WORK TO DO: Gather each line of the items below that contains the word "right", and copy every such line in full.

MATERIAL FOR THE TASK:
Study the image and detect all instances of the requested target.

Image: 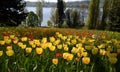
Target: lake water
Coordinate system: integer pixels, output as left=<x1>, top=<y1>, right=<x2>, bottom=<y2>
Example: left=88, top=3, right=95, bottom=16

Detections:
left=26, top=7, right=51, bottom=26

FULL SOLUTION:
Coordinate system: integer pixels, output as left=<x1>, top=<y1>, right=<x2>, bottom=<y2>
Example: left=88, top=3, right=95, bottom=16
left=26, top=7, right=51, bottom=26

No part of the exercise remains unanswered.